**What you need to do**
Copy the records below, swapping every "pixel coordinates" for "image coordinates" and leaving everything else unchanged.

**Given data**
####################
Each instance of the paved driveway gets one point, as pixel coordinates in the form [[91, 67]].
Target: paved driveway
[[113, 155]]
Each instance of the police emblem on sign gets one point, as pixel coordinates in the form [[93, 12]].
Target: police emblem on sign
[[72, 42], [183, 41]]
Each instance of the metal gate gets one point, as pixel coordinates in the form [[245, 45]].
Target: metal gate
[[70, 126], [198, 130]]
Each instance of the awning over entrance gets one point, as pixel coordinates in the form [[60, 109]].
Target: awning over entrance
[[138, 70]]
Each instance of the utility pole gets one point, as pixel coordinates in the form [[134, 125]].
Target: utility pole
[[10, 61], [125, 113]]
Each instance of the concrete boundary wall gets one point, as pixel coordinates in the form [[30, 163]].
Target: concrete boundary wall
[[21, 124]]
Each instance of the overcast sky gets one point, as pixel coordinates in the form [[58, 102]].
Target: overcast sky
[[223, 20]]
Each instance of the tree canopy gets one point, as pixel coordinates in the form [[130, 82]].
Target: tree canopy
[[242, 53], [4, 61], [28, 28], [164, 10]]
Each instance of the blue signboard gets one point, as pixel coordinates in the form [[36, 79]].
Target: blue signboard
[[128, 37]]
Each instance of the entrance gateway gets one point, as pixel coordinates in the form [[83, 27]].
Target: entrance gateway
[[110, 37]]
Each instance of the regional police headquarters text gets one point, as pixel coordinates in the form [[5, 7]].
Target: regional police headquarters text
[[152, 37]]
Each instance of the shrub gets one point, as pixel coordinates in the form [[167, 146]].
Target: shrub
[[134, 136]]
####################
**In response**
Each instance of the paved driveway gets one point, as image coordinates in the form [[91, 67]].
Target: paved driveway
[[113, 155]]
Each instance of the police emblem on sign gets one point, as image coordinates in the form [[93, 12]].
Target: police emblem on sign
[[72, 42], [183, 41]]
Each instance of the metal gate gets one point, as image coordinates in the form [[245, 45]].
Target: metal gate
[[70, 126], [198, 130]]
Each instance of the awning over entrance gets one point, as image coordinates in the form [[60, 109]].
Target: awning over entrance
[[138, 70]]
Each instance of the utility pole gets one point, as image coordinates in the form [[134, 125]].
Target: utility pole
[[10, 61], [125, 113]]
Each instance of the concrete boundary wall gets one point, as image coordinates in the form [[30, 163]].
Target: concrete boundary wall
[[21, 124]]
Each instance of the overcast sky gets one point, as image coordinates in the form [[58, 102]].
Target: overcast sky
[[223, 20]]
Each instance of the tree canopy gets one point, as image coordinates in the form [[130, 82]].
Target: tree canopy
[[242, 53], [4, 61], [28, 28], [164, 10]]
Each instance of the blue signboard gets one point, as image coordinates in the form [[36, 79]].
Target: blue signboard
[[128, 37]]
Each instance of the entrance gateway gets one point, as image coordinates in the form [[83, 27]].
Target: entrance gateway
[[110, 37]]
Each instance of the regional police headquarters text gets one point, as image coordinates in the form [[5, 7]].
Target: regional police headquarters text
[[152, 37]]
Each instance of the shrub gets one point, as image coordinates in the form [[167, 146]].
Target: shrub
[[134, 136]]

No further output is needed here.